_Extract to read_

BEGIN

AMES, Iowa – A new Iowa State University study may have identified the link that explains years of conflicting research over a mitochondrial gene and the risk for Alzheimer’s disease.
Auriel Willette, an ISU assistant professor of food science and human nutrition who led the study, says the researcher who initially discovered the gene, TOMM40 (Translocase of Outer Mitochondrial Membrane–40kD), found it increased the risk for Alzheimer’s. However, when multiple studies failed to replicate the results, many researchers dismissed the findings, Willette said.
Not convinced the gene was a total bust, Willette decided to look at other factors that may be contributing to the mixed results. In the paper published online by Alzheimer’s & Dementia: The Journal of the Alzheimer’s Association as an in press corrected proof, Willette and his colleagues found a dramatic difference in the gene’s impact on memory, general cognitive function and risk based on a family history of Alzheimer’s disease and the length of a specific section of the gene.
“It was kind of a shot in the dark, but we found if you don’t have a family history of Alzheimer’s disease, then having a longer version of the gene is a good thing. It is related to better memory up to 10 years later and about one-fifth of the risk for developing Alzheimer’s disease,” said Willette, who is also an adjunct assistant professor of neurology at the University of Iowa. “However, if your mom or dad has Alzheimer’s, then having a long version is bad. It’s a complete polar opposite.”
In the study, late middle-aged people with a family history and longer version of the gene encountered twice as much memory loss up to 10 years later as someone with a family history and a short version of the gene. A similar but stronger finding was seen in a separate group of older adults with and without Alzheimer’s.
Family history for this study focused specifically on whether a participant’s parents had Alzheimer’s disease. The study also found an association between the gene, family history and mitochondrial function, which creates energy to power cells. Researchers controlled for gender, age and education in their analysis of TOMM40 and family history in study participants.

END

_Provided data_

BEGIN

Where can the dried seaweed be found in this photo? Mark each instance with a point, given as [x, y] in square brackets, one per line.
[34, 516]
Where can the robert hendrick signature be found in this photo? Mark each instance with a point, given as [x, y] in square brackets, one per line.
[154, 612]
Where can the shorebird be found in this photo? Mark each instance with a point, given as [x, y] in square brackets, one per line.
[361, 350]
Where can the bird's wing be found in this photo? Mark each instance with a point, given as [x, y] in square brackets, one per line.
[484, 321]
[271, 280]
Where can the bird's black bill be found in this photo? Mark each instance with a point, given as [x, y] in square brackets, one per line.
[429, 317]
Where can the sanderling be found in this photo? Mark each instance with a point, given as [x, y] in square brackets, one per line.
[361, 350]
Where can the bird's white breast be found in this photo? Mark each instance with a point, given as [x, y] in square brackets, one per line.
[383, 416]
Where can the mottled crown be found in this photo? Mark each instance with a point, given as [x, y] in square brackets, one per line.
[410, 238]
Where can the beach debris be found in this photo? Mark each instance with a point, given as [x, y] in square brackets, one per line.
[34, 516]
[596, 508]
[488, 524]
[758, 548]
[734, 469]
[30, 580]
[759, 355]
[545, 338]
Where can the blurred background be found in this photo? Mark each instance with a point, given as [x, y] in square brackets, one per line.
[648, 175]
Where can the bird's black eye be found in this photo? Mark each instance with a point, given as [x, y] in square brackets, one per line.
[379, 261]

END

_Task 1_
Answer from the TOMM40 article:
(a) What position does Willette hold at the University of Iowa?
(b) For people with no family history of Alzheimer's disease, a longer version of the gene is tied to about what share of the risk for developing the disease?
(c) Which factors did the researchers control for in their analysis of TOMM40 and family history?
_Task 2_
Retype the TOMM40 article between "Auriel Willette, an" and "section of the gene.", inclusive.

_Answer box 1_
(a) Adjunct assistant professor of neurology.
(b) About one-fifth.
(c) Gender, age and education.

_Answer box 2_
Auriel Willette, an ISU assistant professor of food science and human nutrition who led the study, says the researcher who initially discovered the gene, TOMM40 (Translocase of Outer Mitochondrial Membrane–40kD), found it increased the risk for Alzheimer’s. However, when multiple studies failed to replicate the results, many researchers dismissed the findings, Willette said.
Not convinced the gene was a total bust, Willette decided to look at other factors that may be contributing to the mixed results. In the paper published online by Alzheimer’s & Dementia: The Journal of the Alzheimer’s Association as an in press corrected proof, Willette and his colleagues found a dramatic difference in the gene’s impact on memory, general cognitive function and risk based on a family history of Alzheimer’s disease and the length of a specific section of the gene.